* _Supplied records_:
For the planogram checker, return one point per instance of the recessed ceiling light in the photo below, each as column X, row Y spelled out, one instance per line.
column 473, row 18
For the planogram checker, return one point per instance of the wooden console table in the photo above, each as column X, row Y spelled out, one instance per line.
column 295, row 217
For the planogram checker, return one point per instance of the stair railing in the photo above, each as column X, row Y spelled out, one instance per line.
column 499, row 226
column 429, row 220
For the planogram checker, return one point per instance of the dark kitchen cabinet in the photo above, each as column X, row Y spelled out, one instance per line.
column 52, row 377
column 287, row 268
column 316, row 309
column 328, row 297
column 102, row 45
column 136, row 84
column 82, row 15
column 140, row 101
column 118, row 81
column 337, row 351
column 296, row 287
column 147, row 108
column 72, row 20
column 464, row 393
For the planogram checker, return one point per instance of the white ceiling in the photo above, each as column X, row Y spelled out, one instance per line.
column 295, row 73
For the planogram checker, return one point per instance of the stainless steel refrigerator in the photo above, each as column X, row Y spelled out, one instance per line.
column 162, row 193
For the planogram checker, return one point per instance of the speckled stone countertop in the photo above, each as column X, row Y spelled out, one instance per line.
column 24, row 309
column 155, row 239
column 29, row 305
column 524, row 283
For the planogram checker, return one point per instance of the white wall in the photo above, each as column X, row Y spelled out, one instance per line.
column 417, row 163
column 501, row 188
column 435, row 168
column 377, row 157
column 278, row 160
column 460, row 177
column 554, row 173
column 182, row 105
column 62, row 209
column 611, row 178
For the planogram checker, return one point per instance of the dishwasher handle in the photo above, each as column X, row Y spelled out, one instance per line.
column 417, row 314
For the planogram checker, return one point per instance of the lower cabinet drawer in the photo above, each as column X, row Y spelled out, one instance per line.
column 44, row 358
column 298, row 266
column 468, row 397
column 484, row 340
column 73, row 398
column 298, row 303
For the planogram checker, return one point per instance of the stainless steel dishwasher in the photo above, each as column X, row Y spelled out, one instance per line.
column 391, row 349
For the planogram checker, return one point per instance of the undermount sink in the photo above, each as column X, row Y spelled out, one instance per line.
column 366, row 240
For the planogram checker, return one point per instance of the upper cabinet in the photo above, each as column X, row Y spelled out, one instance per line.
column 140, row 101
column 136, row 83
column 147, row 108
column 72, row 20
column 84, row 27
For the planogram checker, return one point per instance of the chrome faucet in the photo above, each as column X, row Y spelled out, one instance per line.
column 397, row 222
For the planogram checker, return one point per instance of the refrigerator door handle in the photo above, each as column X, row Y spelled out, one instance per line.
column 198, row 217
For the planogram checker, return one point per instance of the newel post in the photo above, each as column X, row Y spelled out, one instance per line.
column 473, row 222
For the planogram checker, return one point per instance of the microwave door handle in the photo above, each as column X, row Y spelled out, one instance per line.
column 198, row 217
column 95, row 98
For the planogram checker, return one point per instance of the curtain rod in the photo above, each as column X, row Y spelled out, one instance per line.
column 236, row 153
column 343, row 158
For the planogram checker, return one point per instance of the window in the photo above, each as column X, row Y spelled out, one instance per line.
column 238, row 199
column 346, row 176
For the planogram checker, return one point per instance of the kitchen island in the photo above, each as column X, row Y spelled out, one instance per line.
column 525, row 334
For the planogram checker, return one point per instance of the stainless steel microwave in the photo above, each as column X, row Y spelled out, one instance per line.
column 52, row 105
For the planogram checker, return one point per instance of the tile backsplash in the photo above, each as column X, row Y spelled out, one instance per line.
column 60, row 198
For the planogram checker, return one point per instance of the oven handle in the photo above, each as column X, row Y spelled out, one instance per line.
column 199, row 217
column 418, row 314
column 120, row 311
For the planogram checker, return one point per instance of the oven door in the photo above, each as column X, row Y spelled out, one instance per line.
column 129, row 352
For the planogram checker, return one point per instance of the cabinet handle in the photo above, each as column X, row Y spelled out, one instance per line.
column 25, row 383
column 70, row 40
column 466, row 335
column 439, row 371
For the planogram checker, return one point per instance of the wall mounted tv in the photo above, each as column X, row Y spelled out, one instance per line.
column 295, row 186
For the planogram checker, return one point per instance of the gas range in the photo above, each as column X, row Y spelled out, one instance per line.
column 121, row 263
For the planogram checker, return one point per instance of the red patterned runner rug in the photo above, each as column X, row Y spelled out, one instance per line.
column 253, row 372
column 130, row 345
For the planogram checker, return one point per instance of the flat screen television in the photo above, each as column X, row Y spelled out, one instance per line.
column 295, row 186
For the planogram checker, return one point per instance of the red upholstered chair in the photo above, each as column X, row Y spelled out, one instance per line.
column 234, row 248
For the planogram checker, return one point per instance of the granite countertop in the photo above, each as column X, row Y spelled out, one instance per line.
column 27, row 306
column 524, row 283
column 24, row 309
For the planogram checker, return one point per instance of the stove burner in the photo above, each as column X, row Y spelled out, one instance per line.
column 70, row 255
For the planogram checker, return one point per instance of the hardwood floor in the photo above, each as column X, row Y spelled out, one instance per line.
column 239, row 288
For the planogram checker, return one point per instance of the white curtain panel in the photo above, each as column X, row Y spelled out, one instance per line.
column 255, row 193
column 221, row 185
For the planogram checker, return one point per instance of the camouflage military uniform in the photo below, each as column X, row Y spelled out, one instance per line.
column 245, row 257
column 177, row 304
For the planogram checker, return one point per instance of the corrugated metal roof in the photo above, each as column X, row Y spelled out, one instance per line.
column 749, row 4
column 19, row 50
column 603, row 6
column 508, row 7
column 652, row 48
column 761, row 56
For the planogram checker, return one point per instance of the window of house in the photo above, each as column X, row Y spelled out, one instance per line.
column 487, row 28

* _Work instructions_:
The answer consists only of the lines from the one containing "the red upholstered" to the end of the records, each written out exactly.

* _Written response_:
For the planogram checker, return one point per instance of the red upholstered chair in the photo above, each as column X, row Y spelled out, one instance per line.
column 234, row 248
For the planogram checker, return one point per instance of the granite countertop in the photo above, each as column X, row Y spelled out, one instance per line.
column 27, row 306
column 524, row 283
column 24, row 309
For the planogram checker, return one point per instance of the stove burner in the photo above, each as column X, row Y spelled out, one instance per line.
column 70, row 255
For the planogram checker, return one point per instance of the hardwood floor in the photo above, each as column X, row Y spelled out, one instance per line.
column 239, row 288
For the planogram checker, return one point per instance of the white curtain panel in the photo above, each as column X, row Y spelled out, one instance per line.
column 255, row 193
column 221, row 185
For the planogram checker, return one point per instance of the camouflage military uniform in the photo below, each as column X, row Y spelled out, one instance per line.
column 245, row 257
column 177, row 304
For the planogram checker, return one point per instance of the corrugated metal roof in the photo above, each as column X, row Y spelled out, one instance per line.
column 749, row 4
column 19, row 50
column 603, row 6
column 508, row 7
column 652, row 48
column 761, row 56
For the planogram checker, return one point per instance of the window of house in the photo above, each as column X, row Y spelled out, one instance per line.
column 487, row 28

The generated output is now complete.